#### Data ####

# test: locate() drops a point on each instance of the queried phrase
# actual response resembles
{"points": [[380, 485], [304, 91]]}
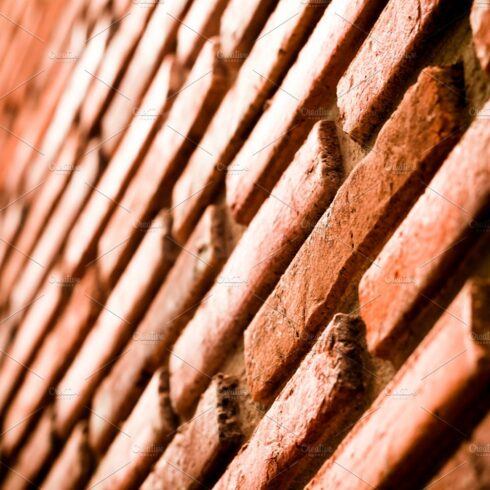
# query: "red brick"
{"points": [[200, 450], [179, 136], [311, 411], [141, 440], [51, 361], [72, 467], [365, 212], [30, 461], [287, 121], [55, 232], [411, 269], [115, 62], [107, 194], [201, 22], [120, 316], [259, 77], [422, 407], [173, 306], [30, 334], [159, 39], [367, 90], [242, 24], [468, 468], [44, 204], [255, 265], [69, 104], [480, 25]]}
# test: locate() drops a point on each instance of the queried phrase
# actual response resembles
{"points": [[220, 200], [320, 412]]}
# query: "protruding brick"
{"points": [[242, 24], [468, 468], [311, 412], [55, 232], [255, 266], [201, 23], [73, 466], [201, 449], [150, 188], [480, 25], [257, 80], [120, 316], [51, 361], [173, 306], [420, 410], [108, 77], [411, 269], [299, 103], [365, 212], [158, 39], [106, 196], [141, 440]]}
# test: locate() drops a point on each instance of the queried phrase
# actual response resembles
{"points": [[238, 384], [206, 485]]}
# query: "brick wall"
{"points": [[244, 245]]}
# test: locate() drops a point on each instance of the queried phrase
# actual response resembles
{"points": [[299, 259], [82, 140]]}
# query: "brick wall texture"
{"points": [[245, 244]]}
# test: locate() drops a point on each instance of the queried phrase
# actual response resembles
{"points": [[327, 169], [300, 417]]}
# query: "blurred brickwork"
{"points": [[244, 244]]}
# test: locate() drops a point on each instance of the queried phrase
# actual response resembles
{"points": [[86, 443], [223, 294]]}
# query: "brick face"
{"points": [[458, 196], [255, 267], [244, 244], [364, 213]]}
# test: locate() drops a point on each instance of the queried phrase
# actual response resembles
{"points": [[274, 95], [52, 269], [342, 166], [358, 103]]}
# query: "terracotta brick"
{"points": [[173, 306], [242, 24], [255, 266], [200, 450], [141, 440], [73, 466], [30, 333], [55, 232], [45, 201], [117, 321], [367, 90], [365, 212], [201, 22], [424, 404], [51, 361], [445, 221], [468, 467], [312, 410], [480, 25], [179, 136], [257, 80], [159, 39], [30, 461], [69, 104], [287, 121], [107, 194], [119, 51]]}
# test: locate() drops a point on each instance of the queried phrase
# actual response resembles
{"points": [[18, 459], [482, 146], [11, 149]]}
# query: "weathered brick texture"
{"points": [[244, 244], [365, 211]]}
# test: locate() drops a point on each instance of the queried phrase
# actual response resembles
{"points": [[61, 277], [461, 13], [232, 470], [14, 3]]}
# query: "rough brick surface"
{"points": [[255, 266], [244, 244], [422, 404], [331, 379], [285, 124], [201, 449], [257, 80], [459, 198], [120, 315], [140, 441], [194, 106], [366, 91], [172, 308], [480, 24], [365, 211]]}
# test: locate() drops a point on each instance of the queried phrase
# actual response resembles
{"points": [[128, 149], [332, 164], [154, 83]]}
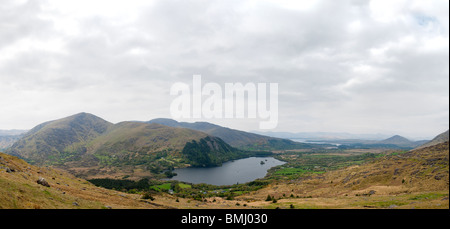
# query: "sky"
{"points": [[354, 66]]}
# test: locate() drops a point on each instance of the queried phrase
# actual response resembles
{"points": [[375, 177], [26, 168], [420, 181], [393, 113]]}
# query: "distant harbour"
{"points": [[232, 172]]}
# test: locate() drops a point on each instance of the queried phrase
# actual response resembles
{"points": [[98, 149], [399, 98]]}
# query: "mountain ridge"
{"points": [[236, 138], [89, 146]]}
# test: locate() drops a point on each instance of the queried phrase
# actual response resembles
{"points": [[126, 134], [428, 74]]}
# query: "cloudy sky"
{"points": [[355, 66]]}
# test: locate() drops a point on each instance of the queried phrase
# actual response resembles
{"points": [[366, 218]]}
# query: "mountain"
{"points": [[443, 137], [57, 189], [89, 146], [236, 138], [57, 140], [400, 141], [8, 140], [12, 132], [322, 136], [8, 137]]}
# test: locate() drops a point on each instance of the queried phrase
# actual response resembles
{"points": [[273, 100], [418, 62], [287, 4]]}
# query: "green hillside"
{"points": [[236, 138], [91, 147]]}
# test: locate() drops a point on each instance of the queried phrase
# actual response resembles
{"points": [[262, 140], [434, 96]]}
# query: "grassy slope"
{"points": [[19, 190]]}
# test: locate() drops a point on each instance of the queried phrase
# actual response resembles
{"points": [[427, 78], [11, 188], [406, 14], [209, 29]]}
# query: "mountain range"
{"points": [[89, 146], [414, 179], [236, 138]]}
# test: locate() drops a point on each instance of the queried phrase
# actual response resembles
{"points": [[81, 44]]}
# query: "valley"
{"points": [[88, 162]]}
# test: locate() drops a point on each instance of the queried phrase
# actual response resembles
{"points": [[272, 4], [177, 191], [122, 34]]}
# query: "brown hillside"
{"points": [[19, 189], [415, 179]]}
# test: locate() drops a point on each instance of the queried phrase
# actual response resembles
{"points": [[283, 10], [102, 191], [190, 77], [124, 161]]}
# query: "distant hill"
{"points": [[52, 141], [19, 189], [236, 138], [443, 137], [400, 141], [8, 137], [394, 142], [89, 146]]}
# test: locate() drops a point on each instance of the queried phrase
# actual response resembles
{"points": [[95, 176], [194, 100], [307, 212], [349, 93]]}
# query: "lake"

####

> [To do] Copy the records exactly as they appear, excluding images.

> [Response to this exercise]
# test: locate() drops a point on each instance of the queried phrase
# actual response resembles
{"points": [[380, 485], [304, 91]]}
# query: "red brick"
{"points": [[200, 450], [179, 136], [311, 411], [141, 440], [51, 361], [72, 467], [365, 212], [30, 461], [287, 121], [55, 232], [411, 269], [115, 62], [107, 194], [201, 22], [120, 316], [259, 77], [422, 407], [173, 306], [30, 334], [159, 39], [367, 90], [242, 24], [468, 468], [44, 204], [255, 265], [69, 104], [480, 25]]}
# test: locate() drops a point on each instance of the queried phrase
# actual response resembles
{"points": [[220, 200], [320, 412]]}
# query: "protruding brick"
{"points": [[242, 24], [468, 468], [311, 412], [55, 232], [255, 266], [201, 23], [73, 466], [201, 449], [150, 188], [480, 25], [257, 80], [120, 316], [51, 361], [173, 306], [420, 410], [108, 77], [411, 269], [299, 103], [365, 212], [158, 39], [106, 196], [141, 440]]}
# test: locate() drops a point on each instance of the queried phrase
# actual response resembles
{"points": [[238, 384], [206, 485]]}
# query: "brick wall"
{"points": [[244, 245]]}
# test: locate() drops a point on each instance of the queried phrase
# actual response resembles
{"points": [[299, 259], [82, 140]]}
# query: "brick wall texture"
{"points": [[245, 244]]}
# test: locate() drops a point on each instance of the queried phrase
# actual response resembles
{"points": [[327, 169], [300, 417]]}
# query: "blurred brickwork"
{"points": [[244, 244]]}
# test: locate() drops a point on each instance of the queried phrase
# actual response resembles
{"points": [[86, 443], [223, 294]]}
# query: "brick face"
{"points": [[458, 196], [255, 267], [244, 244], [364, 213]]}
# test: locate() drops a point on each instance of the queried phrase
# actual response resembles
{"points": [[274, 95], [52, 269], [342, 166], [358, 103]]}
# query: "terracotta brick"
{"points": [[173, 306], [242, 24], [255, 266], [200, 450], [141, 440], [73, 466], [30, 333], [55, 232], [45, 201], [117, 321], [367, 90], [365, 212], [201, 22], [424, 404], [51, 361], [445, 221], [468, 467], [312, 410], [480, 25], [179, 136], [257, 80], [159, 39], [30, 461], [69, 104], [287, 121], [107, 194], [119, 51]]}
# test: locate() drops a point on each instance of the queried phrase
# actual response resembles
{"points": [[18, 459], [482, 146], [11, 149]]}
# query: "weathered brick texture"
{"points": [[244, 244], [365, 211]]}
# test: locate() drops a point on each instance of the queried phrase
# actual response resembles
{"points": [[61, 277], [461, 13], [232, 470], [14, 3]]}
# query: "rough brick surface"
{"points": [[255, 266], [244, 244], [422, 404], [331, 379], [285, 124], [201, 449], [257, 80], [459, 198], [120, 315], [140, 441], [194, 106], [366, 91], [172, 308], [480, 24], [365, 211]]}
# test: locate() drops a point on each instance of the queried phrase
# actual response resembles
{"points": [[128, 149], [332, 164], [154, 83]]}
# query: "sky"
{"points": [[354, 66]]}
# test: locate() drops a point on each instance of the queried phrase
# actual response resembles
{"points": [[375, 177], [26, 168], [420, 181], [393, 113]]}
# query: "distant harbour"
{"points": [[232, 172]]}
# test: locate() drops a point on each instance of the queried phrase
# actual response resembles
{"points": [[98, 149], [399, 98]]}
# query: "mountain ridge"
{"points": [[236, 138], [89, 146]]}
# test: locate() drops a point on each instance of the queried phrase
# actual response resembles
{"points": [[126, 134], [428, 74]]}
# query: "cloudy sky"
{"points": [[355, 66]]}
# test: locate() drops a point on each instance of the queried phrase
# actual response resembles
{"points": [[366, 218]]}
# query: "mountain"
{"points": [[443, 137], [57, 189], [89, 146], [236, 138], [57, 140], [400, 141], [8, 140], [12, 132], [322, 136], [8, 137]]}
# test: locate() drops a point on each instance of the queried phrase
# actual response resembles
{"points": [[273, 100], [418, 62], [287, 4]]}
# query: "green hillside"
{"points": [[236, 138], [91, 147]]}
# test: locate() drops a point on each instance of the queried phrase
# actual response resembles
{"points": [[262, 140], [434, 96]]}
# query: "grassy slope"
{"points": [[19, 190]]}
# test: locate() drops a point on each instance of the queried phrase
# actual response resembles
{"points": [[427, 78], [11, 188], [406, 14], [209, 29]]}
# query: "mountain range"
{"points": [[89, 146], [414, 179], [236, 138]]}
# test: locate() drops a point on each instance of the queried phrase
# actual response resembles
{"points": [[81, 44]]}
# query: "valley"
{"points": [[88, 162]]}
# test: locate() drops a point on each instance of the queried phrase
# actual response resembles
{"points": [[272, 4], [177, 191], [122, 34]]}
# query: "brown hillside"
{"points": [[19, 189], [415, 179]]}
# test: locate() drops a point on each instance of the queried phrase
# actual response resembles
{"points": [[283, 10], [102, 191], [190, 77], [124, 161]]}
# query: "distant hill"
{"points": [[52, 141], [19, 189], [236, 138], [443, 137], [400, 141], [8, 137], [394, 142], [89, 146]]}
# test: locate() drops a point on each instance of the queried phrase
# actual response resembles
{"points": [[95, 176], [194, 100], [307, 212], [349, 93]]}
# query: "lake"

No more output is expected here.